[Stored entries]
start

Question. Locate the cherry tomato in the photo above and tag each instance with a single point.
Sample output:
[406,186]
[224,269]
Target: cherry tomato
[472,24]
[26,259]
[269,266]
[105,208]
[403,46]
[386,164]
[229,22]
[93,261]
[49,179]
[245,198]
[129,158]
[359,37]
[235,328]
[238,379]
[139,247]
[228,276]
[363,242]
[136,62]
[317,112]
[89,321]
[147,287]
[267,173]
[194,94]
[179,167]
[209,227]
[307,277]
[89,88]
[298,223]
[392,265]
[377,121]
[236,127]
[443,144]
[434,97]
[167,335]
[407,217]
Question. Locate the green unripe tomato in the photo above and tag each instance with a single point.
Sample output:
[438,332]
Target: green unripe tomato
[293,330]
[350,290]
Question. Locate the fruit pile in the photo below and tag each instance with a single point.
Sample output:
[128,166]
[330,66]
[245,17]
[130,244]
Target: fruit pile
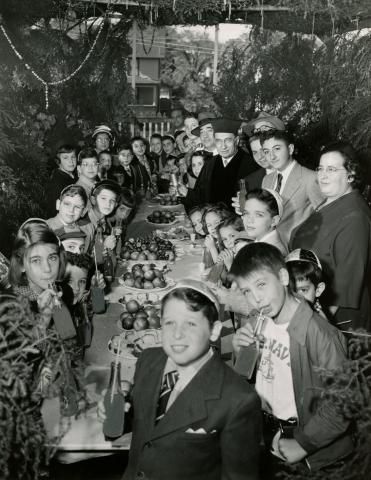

end

Return, word for word, the part of the records that opens with the line containing "Question. Locate the green" and runs through the end of the records. Leave the pictures out of your answer.

Question. Locate the green unripe tomato in the photo above and tag each instance with a single point.
Sample output:
[438,332]
Target: green unripe tomato
[293,330]
[350,290]
Question. Locate the fruit pile in the photo below and tag each instance with a single point.
Sample output:
[128,166]
[330,66]
[245,17]
[130,244]
Target: fruit pile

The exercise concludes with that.